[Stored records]
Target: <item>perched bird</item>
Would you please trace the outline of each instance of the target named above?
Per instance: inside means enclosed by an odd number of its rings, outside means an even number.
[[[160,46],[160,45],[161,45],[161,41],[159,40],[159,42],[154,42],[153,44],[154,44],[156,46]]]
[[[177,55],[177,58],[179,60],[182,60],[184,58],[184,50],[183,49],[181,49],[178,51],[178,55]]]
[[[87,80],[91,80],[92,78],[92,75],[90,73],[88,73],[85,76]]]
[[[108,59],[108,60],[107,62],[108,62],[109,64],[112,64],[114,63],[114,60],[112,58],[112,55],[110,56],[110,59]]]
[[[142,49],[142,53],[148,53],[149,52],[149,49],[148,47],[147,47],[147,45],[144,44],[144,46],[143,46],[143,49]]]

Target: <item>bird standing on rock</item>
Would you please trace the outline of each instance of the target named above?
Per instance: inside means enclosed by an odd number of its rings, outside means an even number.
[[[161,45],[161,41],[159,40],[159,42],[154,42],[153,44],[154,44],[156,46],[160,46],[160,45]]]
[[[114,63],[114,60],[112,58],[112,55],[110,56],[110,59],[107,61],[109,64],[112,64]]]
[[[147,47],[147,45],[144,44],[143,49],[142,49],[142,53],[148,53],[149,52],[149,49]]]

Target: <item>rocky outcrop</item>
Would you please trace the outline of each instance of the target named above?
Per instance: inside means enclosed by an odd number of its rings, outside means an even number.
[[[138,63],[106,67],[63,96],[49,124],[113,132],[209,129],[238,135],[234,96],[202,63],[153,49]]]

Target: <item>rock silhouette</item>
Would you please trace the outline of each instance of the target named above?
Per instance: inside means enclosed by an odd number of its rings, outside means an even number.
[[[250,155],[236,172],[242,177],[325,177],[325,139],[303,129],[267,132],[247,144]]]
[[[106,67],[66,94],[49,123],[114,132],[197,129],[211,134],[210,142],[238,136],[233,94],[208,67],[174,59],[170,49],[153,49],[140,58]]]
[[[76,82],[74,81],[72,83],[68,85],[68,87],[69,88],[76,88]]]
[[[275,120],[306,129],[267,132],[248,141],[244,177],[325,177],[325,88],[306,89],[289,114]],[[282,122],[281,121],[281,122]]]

● Prompt:
Please pick out and copy every line in the entries above that contains the word "bird". Case counts.

● Solved problem:
Target: <item>perched bird</item>
Target: <item>bird standing on rock</item>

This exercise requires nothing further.